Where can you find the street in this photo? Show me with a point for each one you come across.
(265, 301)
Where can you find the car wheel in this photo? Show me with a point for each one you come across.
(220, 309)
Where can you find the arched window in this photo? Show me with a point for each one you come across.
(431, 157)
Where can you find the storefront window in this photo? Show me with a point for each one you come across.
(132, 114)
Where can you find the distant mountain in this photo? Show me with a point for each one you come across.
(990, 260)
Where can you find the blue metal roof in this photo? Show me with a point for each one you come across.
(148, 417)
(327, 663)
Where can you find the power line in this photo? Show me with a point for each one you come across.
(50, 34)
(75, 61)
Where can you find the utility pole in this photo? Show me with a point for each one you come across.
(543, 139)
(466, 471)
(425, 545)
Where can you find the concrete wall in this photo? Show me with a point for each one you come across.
◆ ◆ ◆ ◆
Output the listing exactly, from first line to last.

Where can you find the street in this photo? Show me with a point for each one you come across.
(265, 301)
Where can you find the car wheel in this photo? Show me with a point for each one you come across.
(220, 309)
Where can you find the arched window in this photo? Show me with a point for each one you come across.
(431, 157)
Where can you find the storefront window in this photo? Show me with a point for each one you come across.
(132, 114)
Where can you find the distant mountain in this photo? Show me with a point for each one you come across.
(990, 260)
Where can you find the blue metal roof in this photo? Show me with a point for each one you come across.
(148, 417)
(327, 663)
Where can you find the power line in this photo? Show me with a point for each one you come across.
(50, 34)
(75, 61)
Where can you find the utility pole in this photo? Show me with a point for each one you come across.
(543, 139)
(466, 471)
(425, 545)
Where can you find the concrete wall in this photo? Show me with a point for each one you come across.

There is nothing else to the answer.